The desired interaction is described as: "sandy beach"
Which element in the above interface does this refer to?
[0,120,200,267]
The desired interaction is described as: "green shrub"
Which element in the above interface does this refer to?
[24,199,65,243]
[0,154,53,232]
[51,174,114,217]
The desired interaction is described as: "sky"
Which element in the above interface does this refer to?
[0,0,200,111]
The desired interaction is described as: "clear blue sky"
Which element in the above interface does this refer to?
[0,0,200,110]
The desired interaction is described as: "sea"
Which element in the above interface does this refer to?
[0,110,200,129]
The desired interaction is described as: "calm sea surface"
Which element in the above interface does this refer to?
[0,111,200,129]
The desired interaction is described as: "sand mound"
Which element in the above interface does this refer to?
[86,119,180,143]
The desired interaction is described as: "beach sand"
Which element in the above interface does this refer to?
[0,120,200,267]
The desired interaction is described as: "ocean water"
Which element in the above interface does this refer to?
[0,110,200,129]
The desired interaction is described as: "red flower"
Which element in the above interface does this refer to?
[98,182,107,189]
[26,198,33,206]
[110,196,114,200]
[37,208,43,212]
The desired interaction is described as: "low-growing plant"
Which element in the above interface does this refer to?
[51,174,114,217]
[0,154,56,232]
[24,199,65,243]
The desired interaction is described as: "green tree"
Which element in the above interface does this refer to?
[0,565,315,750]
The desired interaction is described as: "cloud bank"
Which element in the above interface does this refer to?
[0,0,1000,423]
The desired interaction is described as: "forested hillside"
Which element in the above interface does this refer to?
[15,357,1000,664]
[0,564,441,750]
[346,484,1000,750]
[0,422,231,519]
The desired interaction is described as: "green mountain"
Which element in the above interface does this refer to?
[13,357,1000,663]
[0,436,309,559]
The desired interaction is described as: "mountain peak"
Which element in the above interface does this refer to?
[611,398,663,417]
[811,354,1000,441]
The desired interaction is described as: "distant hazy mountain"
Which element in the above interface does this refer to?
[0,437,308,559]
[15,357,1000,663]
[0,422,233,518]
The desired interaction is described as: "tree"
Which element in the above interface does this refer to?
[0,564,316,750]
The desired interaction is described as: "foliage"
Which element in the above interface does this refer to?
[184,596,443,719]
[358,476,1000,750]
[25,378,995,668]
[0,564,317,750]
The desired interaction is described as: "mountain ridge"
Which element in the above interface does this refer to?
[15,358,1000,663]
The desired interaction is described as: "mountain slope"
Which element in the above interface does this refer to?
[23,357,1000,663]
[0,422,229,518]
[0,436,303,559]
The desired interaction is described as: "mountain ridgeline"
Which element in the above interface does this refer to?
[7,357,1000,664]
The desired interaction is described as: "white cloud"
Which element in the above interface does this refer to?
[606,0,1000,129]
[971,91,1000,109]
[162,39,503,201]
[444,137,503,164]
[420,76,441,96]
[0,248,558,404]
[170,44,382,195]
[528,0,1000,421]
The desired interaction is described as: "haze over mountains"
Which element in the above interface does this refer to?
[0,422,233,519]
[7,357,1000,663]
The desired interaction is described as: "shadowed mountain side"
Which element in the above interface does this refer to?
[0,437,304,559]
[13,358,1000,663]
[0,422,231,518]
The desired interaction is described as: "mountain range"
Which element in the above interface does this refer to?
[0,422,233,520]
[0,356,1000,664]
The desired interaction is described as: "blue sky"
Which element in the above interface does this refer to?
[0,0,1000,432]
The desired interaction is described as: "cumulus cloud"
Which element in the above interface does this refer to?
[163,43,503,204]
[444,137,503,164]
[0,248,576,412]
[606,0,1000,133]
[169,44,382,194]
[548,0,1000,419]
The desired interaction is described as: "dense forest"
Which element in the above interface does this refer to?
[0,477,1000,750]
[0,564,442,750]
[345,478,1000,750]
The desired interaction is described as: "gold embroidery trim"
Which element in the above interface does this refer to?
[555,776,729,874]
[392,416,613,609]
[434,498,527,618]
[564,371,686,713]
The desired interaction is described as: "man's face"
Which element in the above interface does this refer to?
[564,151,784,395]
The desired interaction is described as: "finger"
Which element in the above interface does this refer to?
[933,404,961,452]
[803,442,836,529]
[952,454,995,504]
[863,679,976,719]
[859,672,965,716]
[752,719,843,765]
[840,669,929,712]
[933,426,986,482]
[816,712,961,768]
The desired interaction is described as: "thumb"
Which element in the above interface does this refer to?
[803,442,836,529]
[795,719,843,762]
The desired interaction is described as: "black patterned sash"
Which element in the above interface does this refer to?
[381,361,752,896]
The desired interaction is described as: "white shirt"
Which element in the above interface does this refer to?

What needs to be done
Rewrite all of the entries above, replacing every instance of "desired interaction" with "target region" and leaving everything else unchanged.

Response for this exercise
The target region is described as: "sandy beach"
Which element in the above interface does this refer to?
[0,120,200,267]
The target region is described as: "green shrub"
Which element in the above interface does this refer to?
[24,199,65,243]
[0,154,53,232]
[51,174,114,217]
The target region is described as: "sky"
Which element in the above interface does this refer to?
[0,0,200,111]
The target region is described as: "clear blue sky"
Which element in the above interface does this refer to?
[0,0,200,110]
The target region is described as: "sea"
Which element in the above interface does this refer to?
[0,110,200,129]
The target region is described as: "calm sea surface"
Which element in the above interface does this refer to?
[0,111,200,129]
The target region is described as: "sand mound"
Which element in the above interface does this refer to?
[86,119,180,143]
The target region is described as: "beach sand"
Which element in the above interface does this refer to?
[0,120,200,267]
The target region is described as: "ocean water"
Which element in the above interface does this refer to?
[0,110,200,129]
The target region is described as: "red flower"
Which element in the above interface does this refer to?
[98,182,107,189]
[26,198,33,206]
[110,196,114,200]
[37,208,43,212]
The target region is described as: "low-growing plant"
Which element in the above interface does this refer to?
[51,174,114,217]
[0,154,56,232]
[24,199,65,243]
The target region is described as: "green tree"
Which element in the above interface does this refer to?
[0,565,315,750]
The target region is described as: "cloud bank"
Which element in the above interface does this refer to?
[0,0,1000,423]
The target region is described as: "forested hillside"
Which element in the above interface does this refer to?
[15,357,1000,664]
[0,564,441,750]
[346,484,1000,750]
[0,422,231,519]
The target region is described as: "green mountain"
Which element in the above interface does this refer to?
[13,357,1000,663]
[0,436,309,559]
The target region is described as: "mountain peak"
Which element in the above interface does this refer to?
[611,398,663,417]
[811,354,1000,441]
The target region is described as: "distant hazy mountain"
Which element in the above interface does this refer to?
[0,437,308,559]
[15,357,1000,663]
[0,422,233,518]
The target region is described as: "tree"
Which element in the above interface does this refer to?
[0,564,316,750]
The target region is described as: "foliage"
Which element in the above interface does this refer to?
[184,596,443,719]
[358,476,1000,750]
[25,378,995,668]
[0,564,317,750]
The target region is described as: "mountain ridge"
Which element in the above interface does this refer to?
[15,358,1000,663]
The target region is described as: "mountain slope"
Which element in the above interface does this refer to?
[23,357,1000,663]
[0,422,229,518]
[0,436,303,559]
The target region is described as: "mountain ridgeline"
Which element in the above interface does this refer to?
[7,357,1000,664]
The target region is described as: "white cloud"
Which element in the above interface does this refer to?
[606,0,1000,129]
[971,91,1000,109]
[162,39,503,201]
[444,137,503,164]
[420,76,441,96]
[0,248,558,404]
[170,44,382,195]
[528,0,1000,421]
The target region is described as: "haze over mountains"
Which element in the above interface does this refer to?
[0,422,233,519]
[7,357,1000,663]
The target region is described as: "shadowed mountain side"
Which element in the above interface does this refer to?
[0,437,304,559]
[13,358,1000,663]
[0,422,231,518]
The target region is described as: "mountain range"
Which element in the above interface does this refer to?
[0,422,233,520]
[0,356,1000,664]
The target region is described as: "blue sky"
Which element in the above interface does this refer to?
[0,0,1000,432]
The target region is described as: "cumulus cloud"
Which element in the above interface does this refer to?
[163,43,503,204]
[444,137,503,164]
[0,248,576,412]
[606,0,1000,133]
[169,44,382,194]
[548,0,1000,419]
The target region is described as: "dense forest"
Which element in the above interface does this refer to?
[0,477,1000,750]
[0,564,442,750]
[345,478,1000,750]
The target region is described as: "gold embroidery trim"
Which element in the above interface does this refer to?
[555,776,729,874]
[392,416,613,609]
[434,498,527,618]
[564,371,686,713]
The target region is described as: "man's face"
Which element in the above interface does this refer to?
[564,151,784,395]
The target region is described as: "finger"
Which element in the above interface does this refer to?
[933,404,961,452]
[803,442,836,529]
[952,454,995,504]
[863,679,976,719]
[859,672,965,716]
[752,719,843,765]
[840,669,929,712]
[933,426,986,482]
[816,712,961,768]
The target region is described as: "thumb"
Which element in the above interface does this refer to?
[803,442,836,529]
[795,719,843,762]
The target region is described as: "black patterned sash"
Which element in the above interface does this refer to?
[381,361,752,896]
The target region is described as: "white shirt"
Which element in the above interface does this refer to?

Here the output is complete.